* Exercise brief *
Rewrite the records from the line containing "Where can you spot the orange fence" through the end of the records, inclusive, keeping the requests and offsetting every x and y coordinate in the answers by -122. Give only those lines.

-- START OF Entries shown --

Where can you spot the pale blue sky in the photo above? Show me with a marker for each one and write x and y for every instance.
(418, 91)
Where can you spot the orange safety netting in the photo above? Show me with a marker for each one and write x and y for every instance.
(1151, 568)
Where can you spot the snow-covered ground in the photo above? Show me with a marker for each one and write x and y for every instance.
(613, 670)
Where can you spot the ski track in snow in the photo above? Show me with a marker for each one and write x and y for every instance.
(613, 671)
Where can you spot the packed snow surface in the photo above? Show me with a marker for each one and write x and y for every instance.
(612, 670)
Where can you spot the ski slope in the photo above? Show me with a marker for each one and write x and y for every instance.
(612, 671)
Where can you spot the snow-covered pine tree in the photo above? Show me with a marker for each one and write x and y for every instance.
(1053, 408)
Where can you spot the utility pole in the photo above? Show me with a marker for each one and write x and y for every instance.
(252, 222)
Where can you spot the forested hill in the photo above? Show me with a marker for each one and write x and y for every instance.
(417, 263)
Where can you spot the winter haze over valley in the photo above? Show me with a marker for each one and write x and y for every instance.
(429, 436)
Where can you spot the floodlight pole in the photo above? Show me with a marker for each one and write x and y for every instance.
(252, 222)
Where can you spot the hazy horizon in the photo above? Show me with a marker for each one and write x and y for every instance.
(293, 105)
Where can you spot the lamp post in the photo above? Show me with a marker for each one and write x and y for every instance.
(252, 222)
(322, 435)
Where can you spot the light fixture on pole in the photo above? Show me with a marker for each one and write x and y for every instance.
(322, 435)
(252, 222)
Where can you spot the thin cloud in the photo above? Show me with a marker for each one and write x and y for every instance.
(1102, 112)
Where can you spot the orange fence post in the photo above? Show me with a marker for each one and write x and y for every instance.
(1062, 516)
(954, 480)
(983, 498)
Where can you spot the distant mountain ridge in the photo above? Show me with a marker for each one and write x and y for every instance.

-- END OF Entries shown --

* Exercise answer *
Where can you spot the orange fence post in the photo above? Show me with a marker for each one and write x and y for every instance.
(940, 394)
(832, 358)
(861, 376)
Where can you spot the distant mountain ridge in the photo above? Show me with a marker for each one and write x and y for every instance.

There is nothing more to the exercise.